Goal: Convert the lines from the one containing "trace the outline of every instance of the <item>tussock" through the one containing "197 160 L 192" into a JSON list of strings, one string per line and no blank lines. Include both of those lines and nothing outside them.

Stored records
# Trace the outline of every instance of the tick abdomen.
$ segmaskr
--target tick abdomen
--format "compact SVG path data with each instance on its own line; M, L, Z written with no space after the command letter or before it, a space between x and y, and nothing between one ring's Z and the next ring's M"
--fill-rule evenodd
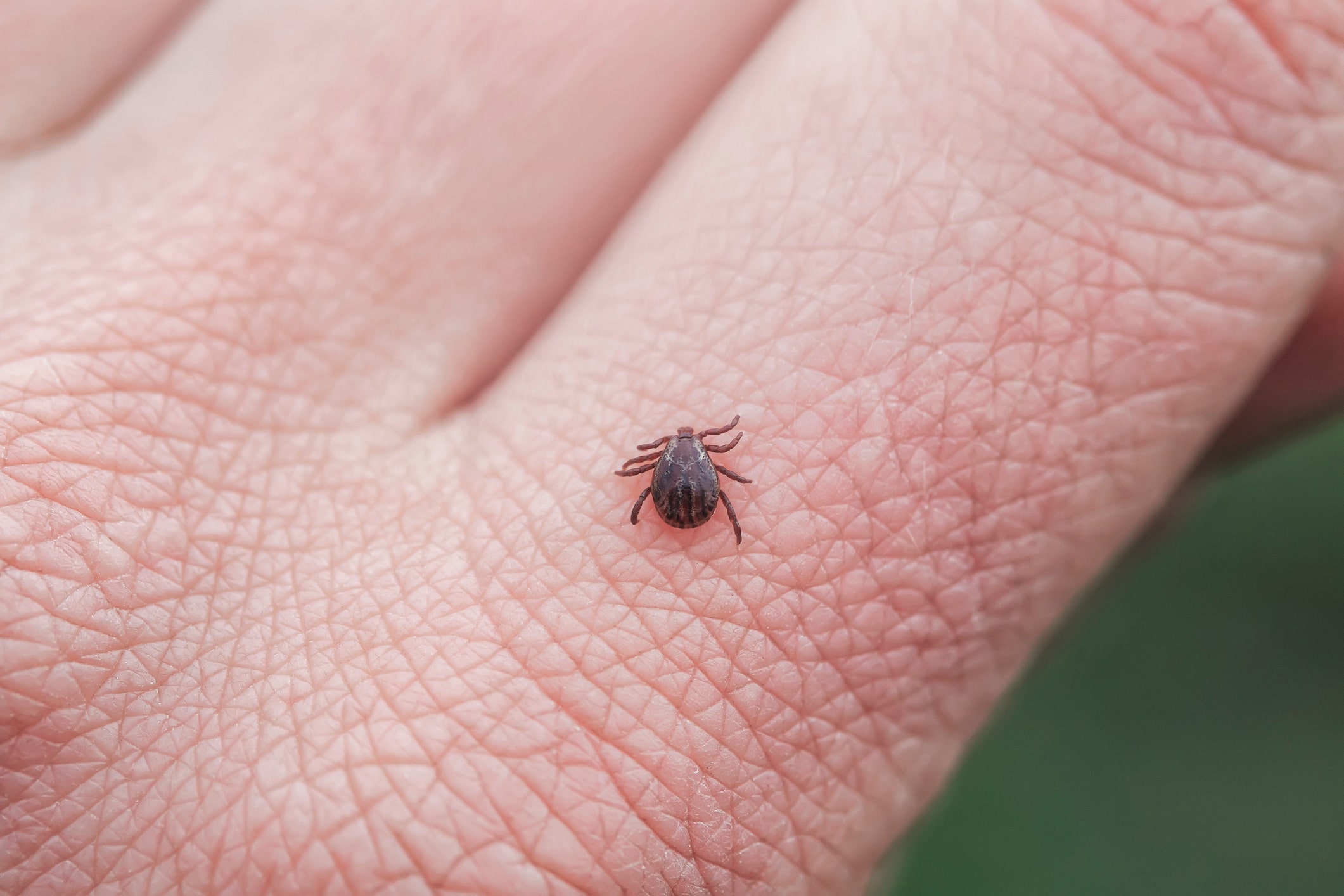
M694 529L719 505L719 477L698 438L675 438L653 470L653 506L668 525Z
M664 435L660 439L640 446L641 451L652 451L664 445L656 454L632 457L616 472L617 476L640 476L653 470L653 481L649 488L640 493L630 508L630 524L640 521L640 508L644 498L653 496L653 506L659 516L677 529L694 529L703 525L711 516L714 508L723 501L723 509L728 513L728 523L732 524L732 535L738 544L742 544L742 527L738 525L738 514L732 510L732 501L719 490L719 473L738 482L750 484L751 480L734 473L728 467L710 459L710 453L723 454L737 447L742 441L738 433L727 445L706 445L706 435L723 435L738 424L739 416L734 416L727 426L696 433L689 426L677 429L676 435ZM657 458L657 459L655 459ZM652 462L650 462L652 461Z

* * *

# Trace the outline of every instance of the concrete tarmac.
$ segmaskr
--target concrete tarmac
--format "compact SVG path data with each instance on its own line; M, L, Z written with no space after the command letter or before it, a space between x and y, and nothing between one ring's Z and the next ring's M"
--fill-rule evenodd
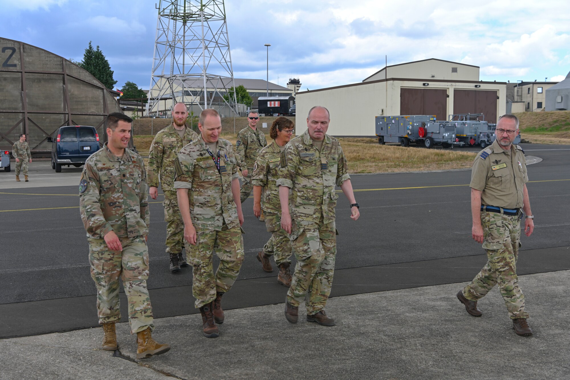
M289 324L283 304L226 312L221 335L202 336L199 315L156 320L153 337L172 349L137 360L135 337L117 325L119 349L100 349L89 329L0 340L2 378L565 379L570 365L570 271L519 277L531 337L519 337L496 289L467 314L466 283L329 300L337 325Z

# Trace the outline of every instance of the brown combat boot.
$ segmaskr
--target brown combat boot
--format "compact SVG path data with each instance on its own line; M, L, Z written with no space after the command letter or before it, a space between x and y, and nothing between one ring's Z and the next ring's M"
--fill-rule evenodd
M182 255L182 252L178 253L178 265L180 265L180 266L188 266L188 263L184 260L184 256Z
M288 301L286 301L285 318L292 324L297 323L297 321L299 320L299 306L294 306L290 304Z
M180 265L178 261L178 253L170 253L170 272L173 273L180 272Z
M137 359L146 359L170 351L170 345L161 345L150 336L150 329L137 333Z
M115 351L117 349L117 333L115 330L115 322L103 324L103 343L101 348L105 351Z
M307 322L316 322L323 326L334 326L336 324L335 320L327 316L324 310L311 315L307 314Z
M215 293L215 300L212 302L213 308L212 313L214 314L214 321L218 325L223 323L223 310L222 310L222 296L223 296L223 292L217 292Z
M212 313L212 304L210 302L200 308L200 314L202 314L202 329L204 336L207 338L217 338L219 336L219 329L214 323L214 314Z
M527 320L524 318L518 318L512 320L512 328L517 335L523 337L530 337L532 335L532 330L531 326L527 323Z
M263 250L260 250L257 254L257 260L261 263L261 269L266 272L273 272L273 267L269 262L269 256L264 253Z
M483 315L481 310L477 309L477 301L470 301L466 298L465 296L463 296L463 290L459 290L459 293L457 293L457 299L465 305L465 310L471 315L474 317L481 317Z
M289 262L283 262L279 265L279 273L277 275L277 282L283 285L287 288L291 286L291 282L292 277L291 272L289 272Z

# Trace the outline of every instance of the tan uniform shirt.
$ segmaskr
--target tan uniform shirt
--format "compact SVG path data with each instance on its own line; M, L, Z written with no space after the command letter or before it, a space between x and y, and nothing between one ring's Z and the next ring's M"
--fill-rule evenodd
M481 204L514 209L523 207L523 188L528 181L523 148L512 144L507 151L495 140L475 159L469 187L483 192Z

---

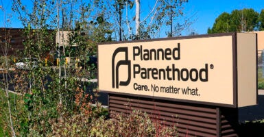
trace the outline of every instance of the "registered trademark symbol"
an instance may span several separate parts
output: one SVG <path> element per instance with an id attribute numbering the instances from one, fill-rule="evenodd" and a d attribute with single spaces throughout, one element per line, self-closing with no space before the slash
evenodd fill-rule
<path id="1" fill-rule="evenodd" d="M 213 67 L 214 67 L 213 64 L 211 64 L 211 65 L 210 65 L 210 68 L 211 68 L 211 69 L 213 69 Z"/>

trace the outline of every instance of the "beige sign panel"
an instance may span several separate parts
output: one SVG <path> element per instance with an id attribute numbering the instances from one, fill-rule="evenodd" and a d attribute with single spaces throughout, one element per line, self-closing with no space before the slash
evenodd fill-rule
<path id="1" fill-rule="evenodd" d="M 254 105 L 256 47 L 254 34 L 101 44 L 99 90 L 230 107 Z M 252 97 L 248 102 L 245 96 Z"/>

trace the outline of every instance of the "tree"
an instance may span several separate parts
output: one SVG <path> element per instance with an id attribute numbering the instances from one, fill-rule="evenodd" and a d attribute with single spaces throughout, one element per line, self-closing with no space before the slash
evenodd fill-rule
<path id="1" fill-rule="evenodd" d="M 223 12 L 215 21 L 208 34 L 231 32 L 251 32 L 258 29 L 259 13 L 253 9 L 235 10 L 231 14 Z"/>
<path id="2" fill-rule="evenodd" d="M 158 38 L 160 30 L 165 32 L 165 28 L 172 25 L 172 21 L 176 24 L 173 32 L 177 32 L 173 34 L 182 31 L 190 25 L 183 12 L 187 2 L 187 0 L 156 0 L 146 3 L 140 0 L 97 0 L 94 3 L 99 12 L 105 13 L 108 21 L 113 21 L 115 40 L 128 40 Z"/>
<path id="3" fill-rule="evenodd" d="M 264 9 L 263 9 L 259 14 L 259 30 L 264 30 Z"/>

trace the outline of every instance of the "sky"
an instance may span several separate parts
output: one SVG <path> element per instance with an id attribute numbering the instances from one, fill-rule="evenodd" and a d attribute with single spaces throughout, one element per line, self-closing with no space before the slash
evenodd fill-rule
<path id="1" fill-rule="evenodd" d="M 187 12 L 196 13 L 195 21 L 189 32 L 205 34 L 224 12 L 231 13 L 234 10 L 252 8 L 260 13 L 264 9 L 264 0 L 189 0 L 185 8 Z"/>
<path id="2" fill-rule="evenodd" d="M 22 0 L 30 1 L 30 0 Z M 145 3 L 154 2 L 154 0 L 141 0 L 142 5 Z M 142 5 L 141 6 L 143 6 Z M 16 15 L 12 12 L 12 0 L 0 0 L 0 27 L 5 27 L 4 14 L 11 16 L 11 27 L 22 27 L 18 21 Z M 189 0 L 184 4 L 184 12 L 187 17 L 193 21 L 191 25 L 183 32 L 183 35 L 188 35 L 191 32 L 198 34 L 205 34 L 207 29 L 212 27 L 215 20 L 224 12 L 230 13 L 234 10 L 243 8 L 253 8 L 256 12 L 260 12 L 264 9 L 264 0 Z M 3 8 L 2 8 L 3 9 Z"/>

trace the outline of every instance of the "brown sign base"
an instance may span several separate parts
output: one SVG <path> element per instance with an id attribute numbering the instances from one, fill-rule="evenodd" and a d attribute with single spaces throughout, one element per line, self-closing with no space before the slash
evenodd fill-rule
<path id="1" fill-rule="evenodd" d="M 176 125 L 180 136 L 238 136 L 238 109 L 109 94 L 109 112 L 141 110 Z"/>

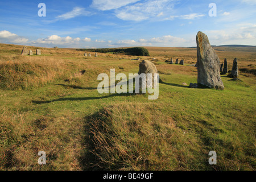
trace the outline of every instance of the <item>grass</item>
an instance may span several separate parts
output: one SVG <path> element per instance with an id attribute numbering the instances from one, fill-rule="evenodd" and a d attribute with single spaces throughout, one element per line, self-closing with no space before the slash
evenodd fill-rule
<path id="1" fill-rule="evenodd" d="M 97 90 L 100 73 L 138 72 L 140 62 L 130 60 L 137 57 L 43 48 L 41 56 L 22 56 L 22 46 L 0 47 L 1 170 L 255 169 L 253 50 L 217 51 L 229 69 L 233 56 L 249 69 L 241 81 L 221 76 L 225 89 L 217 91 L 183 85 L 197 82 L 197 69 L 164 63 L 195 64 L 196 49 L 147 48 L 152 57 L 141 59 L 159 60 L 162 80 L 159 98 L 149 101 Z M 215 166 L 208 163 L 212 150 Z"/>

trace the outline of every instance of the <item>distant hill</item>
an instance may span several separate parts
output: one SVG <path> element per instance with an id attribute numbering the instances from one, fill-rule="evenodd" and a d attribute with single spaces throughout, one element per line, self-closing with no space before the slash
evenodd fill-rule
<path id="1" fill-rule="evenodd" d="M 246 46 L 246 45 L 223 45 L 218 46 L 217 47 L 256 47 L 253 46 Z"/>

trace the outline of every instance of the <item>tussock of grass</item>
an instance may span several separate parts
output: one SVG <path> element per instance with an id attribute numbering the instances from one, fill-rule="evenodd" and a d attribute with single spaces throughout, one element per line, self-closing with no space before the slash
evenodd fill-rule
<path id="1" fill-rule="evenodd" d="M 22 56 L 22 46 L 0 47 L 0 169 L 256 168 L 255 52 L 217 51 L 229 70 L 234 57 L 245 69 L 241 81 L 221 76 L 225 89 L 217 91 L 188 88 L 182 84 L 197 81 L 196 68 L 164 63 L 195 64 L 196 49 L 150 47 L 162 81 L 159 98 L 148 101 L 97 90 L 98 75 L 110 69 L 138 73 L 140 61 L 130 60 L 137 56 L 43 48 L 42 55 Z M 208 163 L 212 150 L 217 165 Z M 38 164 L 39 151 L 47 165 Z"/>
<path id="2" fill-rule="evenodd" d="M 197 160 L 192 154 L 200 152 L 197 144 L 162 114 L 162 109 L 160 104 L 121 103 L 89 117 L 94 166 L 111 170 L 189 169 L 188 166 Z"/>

Answer to the problem:
[
  "trace the outline of every instance of the <item>tussock of grass</item>",
  "an instance may span several separate parts",
  "output: one SVG <path> element per instance with an id attribute numbering the instances from one, fill-rule=\"evenodd\" and a d attribute with single spaces throughout, one element per line, self-closing with no space before the slash",
  "evenodd fill-rule",
  "<path id=\"1\" fill-rule=\"evenodd\" d=\"M 22 56 L 22 46 L 0 47 L 0 169 L 256 168 L 255 52 L 217 51 L 229 70 L 234 57 L 245 69 L 241 81 L 221 76 L 225 89 L 217 91 L 188 88 L 182 84 L 197 81 L 196 68 L 164 63 L 195 64 L 196 49 L 150 47 L 162 81 L 159 98 L 148 101 L 97 90 L 98 75 L 110 69 L 138 73 L 140 61 L 130 60 L 137 56 L 43 48 L 42 55 Z M 208 163 L 212 150 L 217 165 Z M 38 164 L 39 151 L 47 165 Z\"/>",
  "<path id=\"2\" fill-rule=\"evenodd\" d=\"M 197 160 L 192 154 L 200 152 L 197 144 L 162 114 L 162 109 L 160 104 L 121 103 L 89 117 L 94 166 L 111 170 L 189 169 L 188 166 Z\"/>"
]